Task goal
List every line below containing "shirt".

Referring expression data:
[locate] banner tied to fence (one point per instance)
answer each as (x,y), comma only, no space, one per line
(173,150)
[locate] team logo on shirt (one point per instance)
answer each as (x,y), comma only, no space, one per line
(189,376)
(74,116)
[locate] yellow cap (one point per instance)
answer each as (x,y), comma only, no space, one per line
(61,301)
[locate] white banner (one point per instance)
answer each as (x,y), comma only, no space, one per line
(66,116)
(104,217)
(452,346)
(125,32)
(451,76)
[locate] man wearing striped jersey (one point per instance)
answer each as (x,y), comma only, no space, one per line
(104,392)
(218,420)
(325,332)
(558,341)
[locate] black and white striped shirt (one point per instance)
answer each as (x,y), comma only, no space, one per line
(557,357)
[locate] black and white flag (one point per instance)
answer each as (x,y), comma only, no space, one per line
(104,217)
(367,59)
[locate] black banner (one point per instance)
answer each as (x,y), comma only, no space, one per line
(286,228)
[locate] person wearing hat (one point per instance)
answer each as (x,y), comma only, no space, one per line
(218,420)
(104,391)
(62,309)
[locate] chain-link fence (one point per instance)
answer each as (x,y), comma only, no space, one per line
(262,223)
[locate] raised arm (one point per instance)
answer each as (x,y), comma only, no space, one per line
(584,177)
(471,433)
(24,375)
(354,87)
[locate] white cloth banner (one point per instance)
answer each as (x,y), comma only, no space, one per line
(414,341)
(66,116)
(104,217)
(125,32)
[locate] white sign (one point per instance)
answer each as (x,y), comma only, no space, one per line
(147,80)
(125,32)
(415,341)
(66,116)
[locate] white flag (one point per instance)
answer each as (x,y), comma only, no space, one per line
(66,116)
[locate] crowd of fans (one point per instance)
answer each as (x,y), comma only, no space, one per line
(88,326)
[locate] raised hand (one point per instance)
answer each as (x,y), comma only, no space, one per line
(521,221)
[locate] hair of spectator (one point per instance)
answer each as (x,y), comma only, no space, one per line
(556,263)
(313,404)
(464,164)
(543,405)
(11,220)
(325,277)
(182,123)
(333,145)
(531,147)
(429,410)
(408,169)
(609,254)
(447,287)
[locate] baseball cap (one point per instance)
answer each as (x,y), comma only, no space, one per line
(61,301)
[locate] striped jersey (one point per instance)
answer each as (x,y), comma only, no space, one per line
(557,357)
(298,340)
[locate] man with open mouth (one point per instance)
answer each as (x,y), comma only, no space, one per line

Output for this exercise
[locate] team logo on shirt (one point per instance)
[locate] black and white striped shirt (one point per instance)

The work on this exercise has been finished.